> DOKUMENT:

################

# Allgemeine Frage zu Druckfiltern



## fränk2 (18. Sep. 2013)

Kann man etwas falsch machen wenn man den Filter "zu groß" dimensioniert?
Wenn ja würde mich interessieren was. 


Danke für die Infos


----------



## RKurzhals (18. Sep. 2013)

*AW: Allgemeine Frage zu Druckfiltern*

Hallo Frank,
erst einmal ein freundliches "Hallo"  von mir. Im Prinzip kannst Du mit einem zu großen Filter nichts falsch machen. Wir Menschen kommen ja auch mit einer zu großen Wohnung klar, mal etwas bildlich gesprochen .
Es gibt ein paar Randbedingungen, die man beachten sollte. So erzeugt das Umpumpen Wasserbewegung, die mehr oder weniger "Staub aufwirbelt", was für kleinere Teiche eher das Problem ist. Bei großen Teichen stellt sich diese Frage nicht mehr. So ab 30 m³ Teichinhalt muss man einen sehr effektiven Filter haben, da die Strom- und Anschaffungskosten für eine weniger als stündliche Durchflussrate durch einen Filter weh tun.


----------



## Nori (18. Sep. 2013)

*AW: Allgemeine Frage zu Druckfiltern*

Da es um "Druckfilter" geht sollte man einige Sachen beachten.
Prinzipiell bist du mit 5000 Litern beim Druckfilter meiner Meinung nach am Limit - wenn du jetzt meinst ein 15000-er Druckfilter wäre für 5000 Liter "oversized", dann täuscht du dich!

Gruß Nori


----------



## andreas w. (18. Sep. 2013)

*AW: Allgemeine Frage zu Druckfiltern*

Mahlzeit, Druckfilter hab ich auch zwei stück installiert. Da unser Teich mehr oder minder zwei verbundene Teiche sind, hab ich damals zwei Pumpen mit jeweils einem Druckfilter von Gardena installliert. Ich bin zufrieden, sauberes Wasser und das bei zwei kleineren Wasserfällen 

Habe vor, den Teich in 2014 umzubauen und minimal zu vergrößern lala1 nicht meiner Frau verraten) aber bei den zwei Pumpen mit den zwei Filtern bleib ich. 

Zur Frage: nein, eigentlich kannste den Filter nicht zu groß dimensionieren. Die Einsätze müssen halt zur Durchflussmenge passen, sonst kannste nix falsch machen.


----------



## fränk2 (18. Sep. 2013)

################

> ARBEITSAUFTRAG 1: Ab welchem Teichinhalt braucht man laut dem Forumsthread zu Druckfiltern einen sehr effektiven Filter?

> QUELLDATENSÄTZE:
################

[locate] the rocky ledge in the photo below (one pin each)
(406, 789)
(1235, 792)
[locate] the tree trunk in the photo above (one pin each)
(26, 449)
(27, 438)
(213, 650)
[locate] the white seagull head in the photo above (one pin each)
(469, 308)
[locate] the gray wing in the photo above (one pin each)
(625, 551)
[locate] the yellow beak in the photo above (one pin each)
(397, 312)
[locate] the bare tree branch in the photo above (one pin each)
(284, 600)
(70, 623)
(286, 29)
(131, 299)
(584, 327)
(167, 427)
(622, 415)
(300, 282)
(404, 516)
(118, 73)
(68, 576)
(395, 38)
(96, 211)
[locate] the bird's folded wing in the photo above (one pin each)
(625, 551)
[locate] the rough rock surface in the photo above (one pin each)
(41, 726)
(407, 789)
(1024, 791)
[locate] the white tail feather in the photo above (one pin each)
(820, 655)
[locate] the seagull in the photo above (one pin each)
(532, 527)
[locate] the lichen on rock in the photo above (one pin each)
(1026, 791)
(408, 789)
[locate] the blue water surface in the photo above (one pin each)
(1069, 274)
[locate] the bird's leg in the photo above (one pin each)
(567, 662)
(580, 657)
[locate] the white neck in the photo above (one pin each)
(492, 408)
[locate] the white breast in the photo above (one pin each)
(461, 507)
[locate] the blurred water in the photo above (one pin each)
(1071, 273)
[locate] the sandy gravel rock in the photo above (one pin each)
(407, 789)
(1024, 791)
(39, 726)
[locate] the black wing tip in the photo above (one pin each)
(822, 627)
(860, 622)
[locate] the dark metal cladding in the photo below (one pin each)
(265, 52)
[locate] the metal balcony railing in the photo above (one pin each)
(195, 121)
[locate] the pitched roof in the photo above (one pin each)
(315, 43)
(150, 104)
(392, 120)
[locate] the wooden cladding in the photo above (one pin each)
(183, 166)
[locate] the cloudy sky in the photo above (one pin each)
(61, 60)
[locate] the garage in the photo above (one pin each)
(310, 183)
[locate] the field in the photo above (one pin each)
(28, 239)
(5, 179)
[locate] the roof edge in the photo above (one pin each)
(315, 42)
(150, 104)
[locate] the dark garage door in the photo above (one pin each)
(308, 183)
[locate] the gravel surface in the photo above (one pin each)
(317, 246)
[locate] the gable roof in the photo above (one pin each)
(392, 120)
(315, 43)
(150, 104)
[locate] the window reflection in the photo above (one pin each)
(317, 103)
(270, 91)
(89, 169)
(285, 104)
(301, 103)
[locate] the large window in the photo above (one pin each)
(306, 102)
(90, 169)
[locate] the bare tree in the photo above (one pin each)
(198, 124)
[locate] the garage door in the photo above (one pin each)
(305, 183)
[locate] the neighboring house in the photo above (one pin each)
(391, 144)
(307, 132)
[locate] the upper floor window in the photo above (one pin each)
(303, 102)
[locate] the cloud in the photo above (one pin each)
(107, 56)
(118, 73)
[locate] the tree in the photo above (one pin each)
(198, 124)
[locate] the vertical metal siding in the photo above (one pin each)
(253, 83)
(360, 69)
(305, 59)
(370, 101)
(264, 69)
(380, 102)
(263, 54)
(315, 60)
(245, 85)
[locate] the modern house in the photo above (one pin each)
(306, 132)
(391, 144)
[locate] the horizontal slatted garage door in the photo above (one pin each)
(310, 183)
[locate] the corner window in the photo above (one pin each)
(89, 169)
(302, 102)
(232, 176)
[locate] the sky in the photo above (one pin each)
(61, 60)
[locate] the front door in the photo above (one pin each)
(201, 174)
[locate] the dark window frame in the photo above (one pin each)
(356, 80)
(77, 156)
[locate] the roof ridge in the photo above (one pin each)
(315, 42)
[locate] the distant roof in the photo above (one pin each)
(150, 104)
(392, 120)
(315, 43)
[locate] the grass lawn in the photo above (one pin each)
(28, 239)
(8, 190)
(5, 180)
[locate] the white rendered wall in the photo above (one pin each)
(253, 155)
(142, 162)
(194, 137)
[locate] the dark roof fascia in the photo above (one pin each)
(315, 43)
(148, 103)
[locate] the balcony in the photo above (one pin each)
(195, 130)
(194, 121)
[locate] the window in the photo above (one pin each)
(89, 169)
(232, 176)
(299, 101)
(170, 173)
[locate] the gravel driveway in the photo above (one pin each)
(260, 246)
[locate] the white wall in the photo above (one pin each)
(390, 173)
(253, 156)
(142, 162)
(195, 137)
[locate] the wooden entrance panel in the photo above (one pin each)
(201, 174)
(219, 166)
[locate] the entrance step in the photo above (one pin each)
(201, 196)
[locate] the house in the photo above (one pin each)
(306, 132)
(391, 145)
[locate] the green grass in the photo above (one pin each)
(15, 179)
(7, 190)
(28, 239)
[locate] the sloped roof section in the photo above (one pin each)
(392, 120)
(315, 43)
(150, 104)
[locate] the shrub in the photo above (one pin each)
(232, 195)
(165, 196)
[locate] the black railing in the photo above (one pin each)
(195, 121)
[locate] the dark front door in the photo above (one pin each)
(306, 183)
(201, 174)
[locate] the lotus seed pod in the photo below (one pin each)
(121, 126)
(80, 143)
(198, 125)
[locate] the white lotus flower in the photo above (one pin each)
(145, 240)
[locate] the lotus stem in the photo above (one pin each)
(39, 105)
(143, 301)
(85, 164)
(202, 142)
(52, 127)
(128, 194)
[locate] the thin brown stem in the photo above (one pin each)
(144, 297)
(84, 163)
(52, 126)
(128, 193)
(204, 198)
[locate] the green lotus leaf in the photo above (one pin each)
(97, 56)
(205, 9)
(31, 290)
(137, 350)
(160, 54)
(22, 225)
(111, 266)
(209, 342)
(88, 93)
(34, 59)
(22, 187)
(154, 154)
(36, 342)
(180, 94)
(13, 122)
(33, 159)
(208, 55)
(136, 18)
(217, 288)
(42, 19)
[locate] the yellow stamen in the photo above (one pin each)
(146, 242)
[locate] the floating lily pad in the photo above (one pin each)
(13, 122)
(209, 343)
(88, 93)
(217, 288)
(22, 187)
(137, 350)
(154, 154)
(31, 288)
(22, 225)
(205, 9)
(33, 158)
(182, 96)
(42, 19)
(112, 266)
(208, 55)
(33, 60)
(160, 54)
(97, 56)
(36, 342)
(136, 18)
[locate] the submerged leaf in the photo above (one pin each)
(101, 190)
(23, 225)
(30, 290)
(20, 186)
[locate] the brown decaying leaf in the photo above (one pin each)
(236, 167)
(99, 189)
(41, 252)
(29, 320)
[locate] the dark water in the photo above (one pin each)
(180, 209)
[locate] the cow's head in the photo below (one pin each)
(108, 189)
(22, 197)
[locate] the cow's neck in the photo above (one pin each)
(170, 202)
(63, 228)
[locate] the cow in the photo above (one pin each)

################

> ARBEITSAUFTRAG 2: Gib die Datensätze von der Zeile mit „[locate] the dark front“ bis zu ihrem Ende erneut aus, beide Grenzen eingeschlossen und die Zeilen mit [locate] unverändert. Multipliziere dabei jede Koordinate in den Antworten mit 1,8 und runde auf ganze Zahlen, wobei Halbe aufgerundet werden.

> ERGEBNIS 1: Ab etwa 30 m³ Teichinhalt.

> ERGEBNIS 2:
[locate] the dark front door in the photo above (one pin each)
(551, 329)
(362, 313)
[locate] the lotus seed pod in the photo below (one pin each)
(218, 227)
(144, 257)
(356, 225)
[locate] the white lotus flower in the photo above (one pin each)
(261, 432)
[locate] the lotus stem in the photo above (one pin each)
(70, 189)
(257, 542)
(153, 295)
(364, 256)
(94, 229)
(230, 349)
[locate] the thin brown stem in the photo above (one pin each)
(259, 535)
(151, 293)
(94, 227)
(230, 347)
(367, 356)
[locate] the green lotus leaf in the photo above (one pin each)
(175, 101)
(369, 16)
(56, 522)
(247, 630)
(288, 97)
(40, 405)
(200, 479)
(376, 616)
(158, 167)
(61, 106)
(40, 337)
(277, 277)
(65, 616)
(324, 169)
(23, 220)
(59, 286)
(374, 99)
(245, 32)
(391, 518)
(76, 34)
[locate] the yellow stamen in the photo above (one pin each)
(263, 436)
[locate] the floating lily pad in the photo above (one pin each)
(23, 220)
(376, 617)
(158, 167)
(391, 518)
(40, 337)
(247, 630)
(277, 277)
(56, 518)
(40, 405)
(369, 16)
(59, 284)
(328, 173)
(76, 34)
(202, 479)
(374, 99)
(59, 108)
(288, 97)
(175, 101)
(65, 616)
(245, 32)
[locate] the submerged leaf in the photo above (one pin each)
(182, 342)
(41, 405)
(54, 522)
(36, 335)
[locate] the brown decaying leaf in the photo above (one pin each)
(425, 301)
(178, 340)
(74, 454)
(52, 576)
[locate] the dark water in the photo above (one pin each)
(324, 376)
[locate] the cow's head in the photo below (one pin each)
(194, 340)
(40, 355)
[locate] the cow's neck in the photo above (one pin each)
(306, 364)
(113, 410)
[locate] the cow in the photo above (one pin each)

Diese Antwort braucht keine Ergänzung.